▶ **WHAT THE TASK ASKS**
When you find the line with "Target: red and white sticker" among the records below, reproduce it and each line after it exactly, ending with the line with "point_to(query) puts a dot on the canadian".
[INPUT MATERIAL]
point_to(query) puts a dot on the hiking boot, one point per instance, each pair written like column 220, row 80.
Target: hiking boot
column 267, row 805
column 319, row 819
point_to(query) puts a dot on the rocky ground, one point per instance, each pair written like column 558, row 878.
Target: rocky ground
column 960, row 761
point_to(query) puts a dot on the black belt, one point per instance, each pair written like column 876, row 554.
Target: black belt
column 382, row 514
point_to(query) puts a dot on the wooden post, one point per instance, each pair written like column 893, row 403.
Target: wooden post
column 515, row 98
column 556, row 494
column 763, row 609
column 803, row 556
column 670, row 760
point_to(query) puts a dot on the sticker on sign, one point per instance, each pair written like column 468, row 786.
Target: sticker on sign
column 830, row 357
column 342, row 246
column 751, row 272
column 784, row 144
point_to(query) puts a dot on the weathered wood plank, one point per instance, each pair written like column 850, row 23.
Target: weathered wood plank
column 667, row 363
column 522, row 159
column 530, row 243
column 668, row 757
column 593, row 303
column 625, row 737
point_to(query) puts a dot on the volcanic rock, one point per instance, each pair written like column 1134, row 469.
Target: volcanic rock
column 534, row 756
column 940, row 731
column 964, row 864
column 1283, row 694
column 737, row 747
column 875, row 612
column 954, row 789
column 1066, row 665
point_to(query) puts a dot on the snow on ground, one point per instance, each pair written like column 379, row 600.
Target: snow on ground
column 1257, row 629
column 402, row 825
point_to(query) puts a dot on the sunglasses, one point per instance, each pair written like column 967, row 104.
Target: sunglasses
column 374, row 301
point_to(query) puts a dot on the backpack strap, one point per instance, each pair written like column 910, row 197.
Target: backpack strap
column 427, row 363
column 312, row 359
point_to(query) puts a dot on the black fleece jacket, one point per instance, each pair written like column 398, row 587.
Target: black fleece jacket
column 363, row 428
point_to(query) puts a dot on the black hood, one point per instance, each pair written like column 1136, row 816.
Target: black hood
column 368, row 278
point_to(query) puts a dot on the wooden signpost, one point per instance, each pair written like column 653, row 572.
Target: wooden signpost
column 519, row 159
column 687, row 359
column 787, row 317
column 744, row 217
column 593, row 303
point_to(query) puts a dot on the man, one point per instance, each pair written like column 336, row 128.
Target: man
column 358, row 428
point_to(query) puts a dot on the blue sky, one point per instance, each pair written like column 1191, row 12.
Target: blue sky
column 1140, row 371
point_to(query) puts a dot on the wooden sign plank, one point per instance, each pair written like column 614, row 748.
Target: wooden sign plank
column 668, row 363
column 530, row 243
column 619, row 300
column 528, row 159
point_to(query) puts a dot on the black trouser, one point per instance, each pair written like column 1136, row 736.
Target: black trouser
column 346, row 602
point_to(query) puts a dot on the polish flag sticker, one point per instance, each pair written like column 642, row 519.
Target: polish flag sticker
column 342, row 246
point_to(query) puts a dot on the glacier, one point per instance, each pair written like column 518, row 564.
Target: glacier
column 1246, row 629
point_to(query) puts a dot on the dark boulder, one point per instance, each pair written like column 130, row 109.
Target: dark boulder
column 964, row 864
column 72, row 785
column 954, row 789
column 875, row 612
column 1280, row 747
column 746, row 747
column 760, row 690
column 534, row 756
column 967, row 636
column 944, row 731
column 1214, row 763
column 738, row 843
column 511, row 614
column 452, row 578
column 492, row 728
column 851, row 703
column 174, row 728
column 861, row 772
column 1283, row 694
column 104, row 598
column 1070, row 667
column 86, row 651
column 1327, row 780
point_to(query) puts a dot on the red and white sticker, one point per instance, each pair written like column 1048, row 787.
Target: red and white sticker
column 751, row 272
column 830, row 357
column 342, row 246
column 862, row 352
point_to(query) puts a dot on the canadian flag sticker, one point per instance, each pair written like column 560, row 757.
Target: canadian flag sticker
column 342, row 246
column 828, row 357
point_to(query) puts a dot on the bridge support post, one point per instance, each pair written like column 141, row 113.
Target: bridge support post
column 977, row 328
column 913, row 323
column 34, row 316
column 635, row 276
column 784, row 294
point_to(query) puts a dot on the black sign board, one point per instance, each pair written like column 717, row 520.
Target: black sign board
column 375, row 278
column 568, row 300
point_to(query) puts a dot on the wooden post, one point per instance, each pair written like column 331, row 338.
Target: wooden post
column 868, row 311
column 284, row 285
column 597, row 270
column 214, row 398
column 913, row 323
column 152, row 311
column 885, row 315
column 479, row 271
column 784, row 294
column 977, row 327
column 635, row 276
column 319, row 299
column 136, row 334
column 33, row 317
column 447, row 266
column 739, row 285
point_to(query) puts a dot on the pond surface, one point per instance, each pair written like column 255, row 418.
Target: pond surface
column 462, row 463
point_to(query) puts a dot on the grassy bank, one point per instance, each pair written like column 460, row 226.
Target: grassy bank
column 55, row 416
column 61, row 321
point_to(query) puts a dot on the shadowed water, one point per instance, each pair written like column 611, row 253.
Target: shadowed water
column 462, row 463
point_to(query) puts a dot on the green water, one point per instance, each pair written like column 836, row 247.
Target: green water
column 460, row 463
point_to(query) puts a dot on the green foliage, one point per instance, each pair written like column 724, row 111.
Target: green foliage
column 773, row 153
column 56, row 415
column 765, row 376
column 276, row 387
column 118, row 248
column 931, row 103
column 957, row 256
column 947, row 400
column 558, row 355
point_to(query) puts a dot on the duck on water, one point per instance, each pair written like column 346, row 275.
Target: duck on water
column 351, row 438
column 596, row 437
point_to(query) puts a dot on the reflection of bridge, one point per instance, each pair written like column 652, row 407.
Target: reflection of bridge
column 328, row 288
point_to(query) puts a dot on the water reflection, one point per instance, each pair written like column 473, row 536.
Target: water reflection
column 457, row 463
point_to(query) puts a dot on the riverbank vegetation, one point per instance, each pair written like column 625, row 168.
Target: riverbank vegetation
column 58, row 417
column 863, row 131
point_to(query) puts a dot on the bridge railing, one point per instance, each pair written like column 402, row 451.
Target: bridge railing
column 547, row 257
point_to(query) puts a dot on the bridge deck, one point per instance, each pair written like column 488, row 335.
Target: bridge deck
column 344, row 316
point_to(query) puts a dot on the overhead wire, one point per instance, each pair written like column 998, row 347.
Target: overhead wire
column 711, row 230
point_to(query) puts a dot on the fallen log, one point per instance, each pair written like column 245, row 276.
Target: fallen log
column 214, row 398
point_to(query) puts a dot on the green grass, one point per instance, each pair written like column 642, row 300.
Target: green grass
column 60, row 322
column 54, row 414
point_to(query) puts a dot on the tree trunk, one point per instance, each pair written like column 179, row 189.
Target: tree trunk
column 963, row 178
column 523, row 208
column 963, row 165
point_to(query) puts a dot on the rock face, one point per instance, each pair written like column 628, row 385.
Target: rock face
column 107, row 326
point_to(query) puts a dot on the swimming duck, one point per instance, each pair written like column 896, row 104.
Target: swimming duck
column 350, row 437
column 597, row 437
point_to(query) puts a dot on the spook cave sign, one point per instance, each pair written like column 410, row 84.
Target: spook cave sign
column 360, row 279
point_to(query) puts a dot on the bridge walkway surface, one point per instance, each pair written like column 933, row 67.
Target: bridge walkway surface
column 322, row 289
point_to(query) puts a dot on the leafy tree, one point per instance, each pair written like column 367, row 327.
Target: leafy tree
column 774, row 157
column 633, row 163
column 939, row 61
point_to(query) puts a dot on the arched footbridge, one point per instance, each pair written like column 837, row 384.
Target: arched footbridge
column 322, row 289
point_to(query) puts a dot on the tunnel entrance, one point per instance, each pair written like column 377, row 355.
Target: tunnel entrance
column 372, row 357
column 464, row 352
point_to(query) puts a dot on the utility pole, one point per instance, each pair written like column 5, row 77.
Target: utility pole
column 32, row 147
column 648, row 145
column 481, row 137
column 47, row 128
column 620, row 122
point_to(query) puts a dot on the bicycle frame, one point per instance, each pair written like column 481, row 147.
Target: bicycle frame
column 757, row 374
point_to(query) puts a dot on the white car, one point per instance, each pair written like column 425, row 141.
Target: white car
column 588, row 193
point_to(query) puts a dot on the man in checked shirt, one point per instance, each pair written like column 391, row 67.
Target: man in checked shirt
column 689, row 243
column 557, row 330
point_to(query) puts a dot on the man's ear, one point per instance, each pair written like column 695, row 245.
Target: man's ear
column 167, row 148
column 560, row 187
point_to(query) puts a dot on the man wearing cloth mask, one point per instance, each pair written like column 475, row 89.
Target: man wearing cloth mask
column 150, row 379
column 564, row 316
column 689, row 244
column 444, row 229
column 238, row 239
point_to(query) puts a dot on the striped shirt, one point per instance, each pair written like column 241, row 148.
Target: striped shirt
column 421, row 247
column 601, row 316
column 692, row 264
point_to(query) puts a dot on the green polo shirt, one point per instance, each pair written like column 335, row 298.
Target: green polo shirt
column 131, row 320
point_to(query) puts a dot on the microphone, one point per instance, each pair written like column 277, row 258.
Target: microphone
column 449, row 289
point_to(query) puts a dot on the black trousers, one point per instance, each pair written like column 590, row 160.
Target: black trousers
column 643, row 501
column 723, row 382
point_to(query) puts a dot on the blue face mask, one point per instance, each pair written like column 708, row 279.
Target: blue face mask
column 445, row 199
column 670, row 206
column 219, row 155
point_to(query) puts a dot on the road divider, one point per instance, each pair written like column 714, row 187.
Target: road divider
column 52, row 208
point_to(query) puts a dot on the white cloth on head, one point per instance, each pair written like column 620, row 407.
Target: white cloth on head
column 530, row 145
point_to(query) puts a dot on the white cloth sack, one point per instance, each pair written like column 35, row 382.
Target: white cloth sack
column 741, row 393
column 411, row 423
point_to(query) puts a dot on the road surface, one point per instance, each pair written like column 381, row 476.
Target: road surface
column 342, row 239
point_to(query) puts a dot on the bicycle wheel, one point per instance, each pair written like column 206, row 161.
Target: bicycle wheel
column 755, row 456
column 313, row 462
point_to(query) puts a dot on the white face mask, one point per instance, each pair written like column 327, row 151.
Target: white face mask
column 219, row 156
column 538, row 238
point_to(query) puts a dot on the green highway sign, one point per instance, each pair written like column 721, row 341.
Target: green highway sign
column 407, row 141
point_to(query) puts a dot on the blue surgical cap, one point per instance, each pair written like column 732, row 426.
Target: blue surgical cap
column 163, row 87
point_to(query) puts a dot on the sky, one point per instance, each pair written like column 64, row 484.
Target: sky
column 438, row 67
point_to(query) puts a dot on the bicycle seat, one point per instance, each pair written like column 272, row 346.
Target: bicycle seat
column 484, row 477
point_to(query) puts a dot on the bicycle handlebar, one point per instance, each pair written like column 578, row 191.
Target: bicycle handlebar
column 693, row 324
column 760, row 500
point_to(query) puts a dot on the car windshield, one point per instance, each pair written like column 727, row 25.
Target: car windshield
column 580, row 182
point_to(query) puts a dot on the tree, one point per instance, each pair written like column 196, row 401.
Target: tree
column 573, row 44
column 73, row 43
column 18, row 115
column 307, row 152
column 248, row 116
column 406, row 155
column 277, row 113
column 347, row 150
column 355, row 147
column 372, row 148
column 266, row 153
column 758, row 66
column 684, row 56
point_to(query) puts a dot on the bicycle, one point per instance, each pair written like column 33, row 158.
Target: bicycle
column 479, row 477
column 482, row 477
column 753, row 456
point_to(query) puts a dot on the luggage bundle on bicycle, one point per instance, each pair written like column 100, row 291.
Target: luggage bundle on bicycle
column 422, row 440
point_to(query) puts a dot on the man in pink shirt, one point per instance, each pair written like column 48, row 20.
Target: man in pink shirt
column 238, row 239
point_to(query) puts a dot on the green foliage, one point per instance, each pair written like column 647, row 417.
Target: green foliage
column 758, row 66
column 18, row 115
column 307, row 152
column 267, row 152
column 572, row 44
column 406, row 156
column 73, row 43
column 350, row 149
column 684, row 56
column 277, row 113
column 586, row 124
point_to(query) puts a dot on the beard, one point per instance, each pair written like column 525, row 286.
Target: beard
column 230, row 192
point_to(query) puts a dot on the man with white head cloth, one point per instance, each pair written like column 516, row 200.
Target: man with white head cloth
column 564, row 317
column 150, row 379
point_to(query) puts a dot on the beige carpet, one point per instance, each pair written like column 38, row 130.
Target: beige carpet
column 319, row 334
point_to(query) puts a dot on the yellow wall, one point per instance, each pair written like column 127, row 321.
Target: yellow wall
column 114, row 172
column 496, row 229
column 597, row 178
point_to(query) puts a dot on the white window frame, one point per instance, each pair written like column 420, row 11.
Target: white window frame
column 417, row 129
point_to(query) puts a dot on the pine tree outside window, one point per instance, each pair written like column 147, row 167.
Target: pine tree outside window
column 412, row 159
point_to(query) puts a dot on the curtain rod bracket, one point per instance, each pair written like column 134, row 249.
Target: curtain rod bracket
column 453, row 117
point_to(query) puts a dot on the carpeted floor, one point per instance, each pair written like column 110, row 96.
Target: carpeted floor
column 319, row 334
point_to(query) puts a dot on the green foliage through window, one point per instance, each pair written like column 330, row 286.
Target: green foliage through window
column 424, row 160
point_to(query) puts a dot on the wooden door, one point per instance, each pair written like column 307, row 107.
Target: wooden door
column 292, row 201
[/INPUT MATERIAL]
▶ **TASK RESPONSE**
Target: red and white sticker
column 751, row 272
column 830, row 357
column 342, row 246
column 862, row 352
point_to(query) puts a dot on the canadian flag sticker, one point per instance, each pair written like column 560, row 757.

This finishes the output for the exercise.